(Object detection data)
-*-

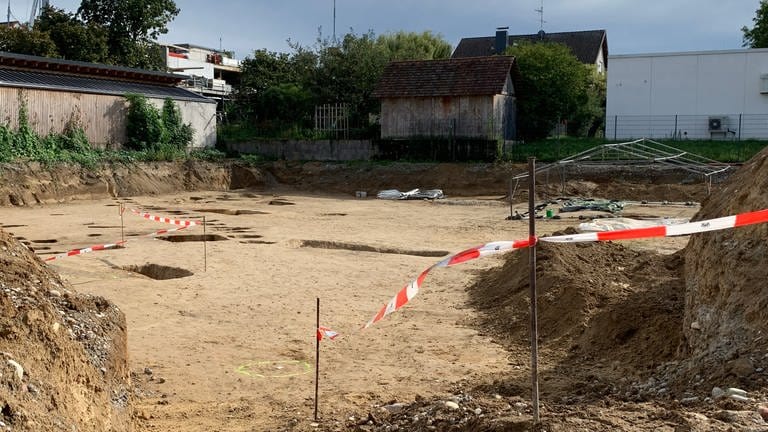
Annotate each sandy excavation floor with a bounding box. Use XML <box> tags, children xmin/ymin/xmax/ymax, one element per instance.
<box><xmin>0</xmin><ymin>191</ymin><xmax>698</xmax><ymax>432</ymax></box>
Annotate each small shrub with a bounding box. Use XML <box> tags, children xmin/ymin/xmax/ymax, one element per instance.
<box><xmin>125</xmin><ymin>93</ymin><xmax>164</xmax><ymax>150</ymax></box>
<box><xmin>189</xmin><ymin>148</ymin><xmax>227</xmax><ymax>162</ymax></box>
<box><xmin>162</xmin><ymin>98</ymin><xmax>195</xmax><ymax>149</ymax></box>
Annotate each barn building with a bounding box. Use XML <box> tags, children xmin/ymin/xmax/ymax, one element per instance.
<box><xmin>374</xmin><ymin>56</ymin><xmax>517</xmax><ymax>140</ymax></box>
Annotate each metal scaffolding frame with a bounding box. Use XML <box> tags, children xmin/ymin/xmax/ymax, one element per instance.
<box><xmin>510</xmin><ymin>138</ymin><xmax>732</xmax><ymax>199</ymax></box>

-*-

■ **What the exercise asks**:
Can you reproduce all of the data above, line for line and unchanged, but without the pictures?

■ **Reply**:
Annotate each sandy excavation floor with a bounding box. Use XML <box> tags, children xmin/ymin/xmax/ymax, one element per instance.
<box><xmin>0</xmin><ymin>191</ymin><xmax>698</xmax><ymax>432</ymax></box>
Annotate each small shrub with a bounding box. Use XML <box> tags, children xmin/ymin/xmax/ymax, one element per instance.
<box><xmin>125</xmin><ymin>93</ymin><xmax>164</xmax><ymax>150</ymax></box>
<box><xmin>189</xmin><ymin>148</ymin><xmax>227</xmax><ymax>162</ymax></box>
<box><xmin>162</xmin><ymin>98</ymin><xmax>195</xmax><ymax>149</ymax></box>
Annotate each barn building with a bounding box. Use XML <box> tags, children xmin/ymin/xmax/ymax, one element per instance.
<box><xmin>374</xmin><ymin>56</ymin><xmax>517</xmax><ymax>140</ymax></box>
Annotate each metal scaffolding frame with a bounding box. Use XML <box> tags, children xmin/ymin/xmax/ymax, one element per instance.
<box><xmin>510</xmin><ymin>138</ymin><xmax>732</xmax><ymax>199</ymax></box>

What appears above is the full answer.